Task directions.
In your copy, repeat each record exactly and include no pictures.

Saved entries:
==*==
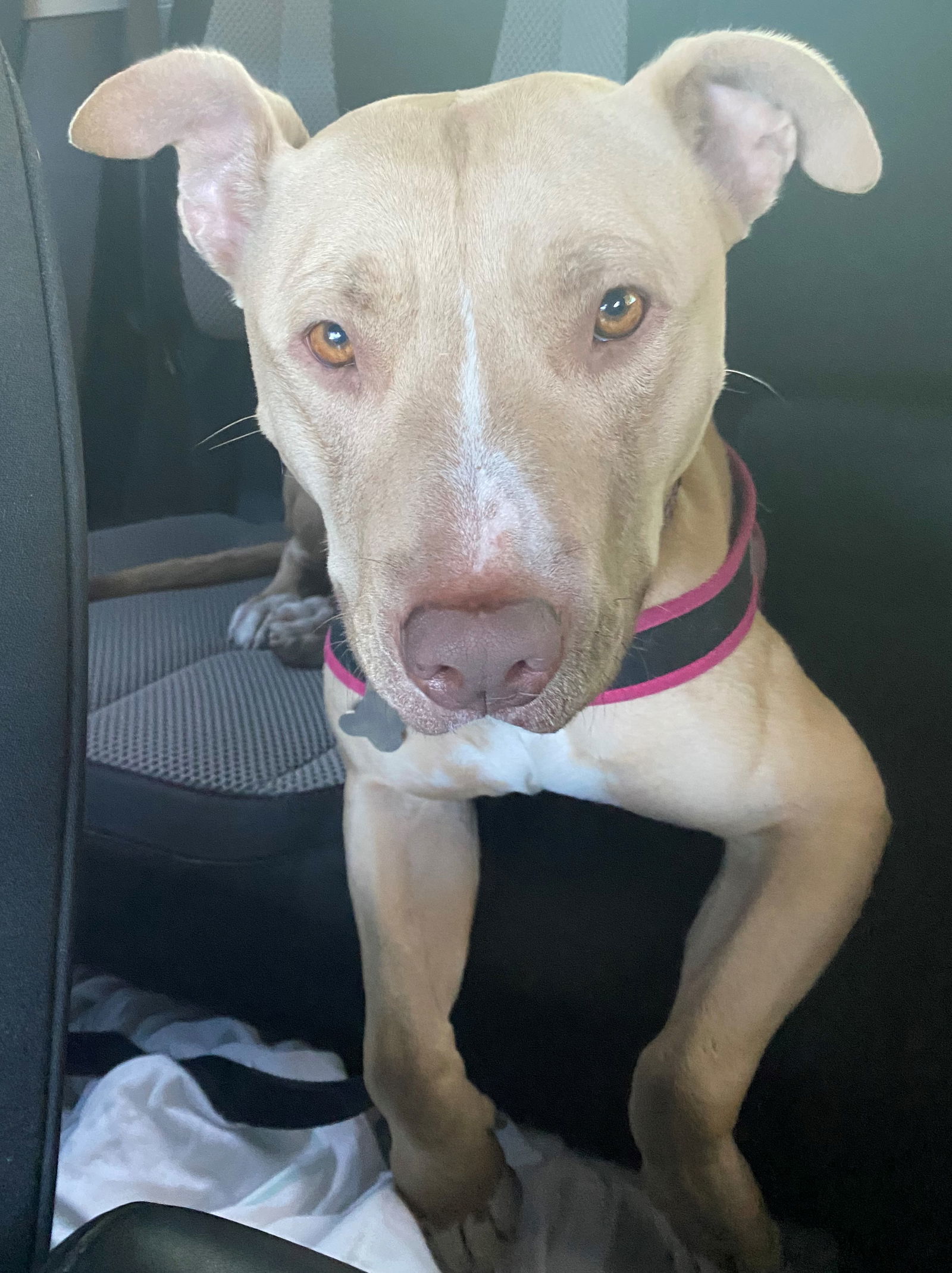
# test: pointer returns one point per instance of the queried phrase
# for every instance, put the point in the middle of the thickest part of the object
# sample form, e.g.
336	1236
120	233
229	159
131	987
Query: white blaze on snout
499	515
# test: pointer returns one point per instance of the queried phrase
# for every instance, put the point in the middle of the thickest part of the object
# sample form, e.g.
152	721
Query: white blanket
147	1132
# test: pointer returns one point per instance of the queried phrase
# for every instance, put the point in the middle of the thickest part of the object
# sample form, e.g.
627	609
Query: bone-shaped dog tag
374	720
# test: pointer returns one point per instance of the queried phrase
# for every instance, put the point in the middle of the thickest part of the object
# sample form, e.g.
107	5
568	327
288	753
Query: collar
674	642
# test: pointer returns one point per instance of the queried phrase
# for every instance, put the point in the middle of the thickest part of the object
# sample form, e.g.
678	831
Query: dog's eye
620	313
330	343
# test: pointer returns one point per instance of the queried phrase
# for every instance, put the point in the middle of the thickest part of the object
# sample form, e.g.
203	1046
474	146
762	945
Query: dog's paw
297	631
290	625
464	1196
477	1243
251	622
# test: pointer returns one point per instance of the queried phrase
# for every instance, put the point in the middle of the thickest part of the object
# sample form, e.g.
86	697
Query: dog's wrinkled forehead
544	187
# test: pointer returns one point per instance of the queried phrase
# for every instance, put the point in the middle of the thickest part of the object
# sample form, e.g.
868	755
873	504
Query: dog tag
374	720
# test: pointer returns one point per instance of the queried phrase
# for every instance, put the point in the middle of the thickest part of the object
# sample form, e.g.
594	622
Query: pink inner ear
213	222
749	148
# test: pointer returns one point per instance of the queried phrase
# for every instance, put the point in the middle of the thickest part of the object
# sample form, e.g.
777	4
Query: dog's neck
697	530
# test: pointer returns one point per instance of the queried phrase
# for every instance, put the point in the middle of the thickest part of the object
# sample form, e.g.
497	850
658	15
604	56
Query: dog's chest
491	758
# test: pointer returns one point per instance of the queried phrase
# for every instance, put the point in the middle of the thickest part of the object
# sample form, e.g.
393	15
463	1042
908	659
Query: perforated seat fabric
175	713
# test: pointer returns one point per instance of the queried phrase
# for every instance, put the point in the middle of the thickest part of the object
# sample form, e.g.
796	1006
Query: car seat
42	728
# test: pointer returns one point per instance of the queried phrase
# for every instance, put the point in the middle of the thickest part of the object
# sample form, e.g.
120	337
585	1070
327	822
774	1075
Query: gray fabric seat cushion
172	704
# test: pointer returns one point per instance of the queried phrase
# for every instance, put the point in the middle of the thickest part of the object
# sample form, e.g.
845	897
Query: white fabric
145	1132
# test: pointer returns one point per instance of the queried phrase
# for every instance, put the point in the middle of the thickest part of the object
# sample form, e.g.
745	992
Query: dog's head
488	331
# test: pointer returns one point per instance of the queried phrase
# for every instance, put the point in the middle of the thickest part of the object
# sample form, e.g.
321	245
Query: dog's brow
577	268
362	283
==*==
Result for this exercise.
# test: pointer returns one point per instance of the queried phrase
# for every instance, put the point in the middle of the thickest part of the object
# sample form, e.g.
336	1236
120	233
229	159
131	987
Query: white blaze on snout
499	515
# test: pointer returns one point per instance of the queried phrase
# for every instance, put the point in the middle of the thickest part of the object
# sample form, e.g.
152	721
Query: white blanket
147	1132
# test: pointer returns one point per instance of the queried phrase
# for every instance, put the point in the middle of the thickest part of the object
# sample form, e.g.
627	609
Query: bone-shaped dog tag
374	720
# test: pointer returns one point per instance of the queried phrase
# for every instance, put the point in the middle of the thickest part of the object
# sample form, e.g.
107	5
568	327
288	753
Query: collar
674	642
# test: pointer returns one point per instance of the queried phrase
# for every instance, put the point in the middle of the thickest part of the object
# sample form, e.g.
678	831
Query: dog's eye
620	313
330	343
# test: pointer returns one point per instance of the queried phrase
# for every instance, put the point in the middle of the thickest part of the object
# sample form, e.g.
203	1046
474	146
762	945
Query: dog's paw
297	631
290	625
464	1196
477	1243
251	622
# test: pointer returns one point per instance of the queried phrase
# for every instance, put the point in the middle of the thickest part of the object
# sample form, e.g.
86	697
Query: dog's wrinkled forehead
544	187
# test: pointer returns one point per instance of the queried phrase
# for every instance, put the point in the middle of the thickest part of the object
# sample form, e.g.
868	755
873	504
Query: dog tag
374	720
# test: pointer returns one point per instance of the queried phrase
# for every instance, put the point in the middle of the thickest part of the object
# sample form, e.g.
594	622
Query: pink inner ear
213	222
749	148
# test: pointer returns one point per instance of the queried phrase
# for every instance, put the point in the middle of the thickest part of the object
# sample form, e.g.
777	4
Query: dog's neck
697	530
# test: pointer returns one point per instance of the queried phrase
# for every instance, put the point in the middle of the thickest part of the object
# sample form, e.g.
497	850
658	15
604	56
Query: dog's chest
491	758
# test: pointer returns one point per instance of the queried phrase
# for every instance, put the point in the middle of the thickest part of the object
# sample form, e.g.
393	15
463	1042
908	659
Query: perforated seat fabric
175	713
# test: pointer returns one point per instance of the queried phrase
# for every instance, put the point in the middle of the thickest part of the object
# sample form, e.g.
796	1006
Query: car seat
42	728
# test: pointer returns one point per instance of the queried phrase
# for every instance, put the point in the middle of the thickest part of the object
# sample form, e.g.
120	337
585	1070
327	822
774	1075
Query: gray fabric seat cushion
172	704
# test: pointer returns one point per instance of the queried phrase
# for every instance, put the point in the middle of the thickest part of the object
# sample form, e.g.
845	897
Query: white fabric
145	1132
# test: pointer returns one point per instance of the queried phrase
# for every instance, put the point in the middle of the thickest part of the object
# sample form, e.g.
745	992
Query: dog's head
488	331
# test: pointer returns one point per instance of the queried phrase
# for every instance, put the point in the middle of the thickest part of the object
# sample form, e.g.
321	245
Query: dog's brow
577	268
362	283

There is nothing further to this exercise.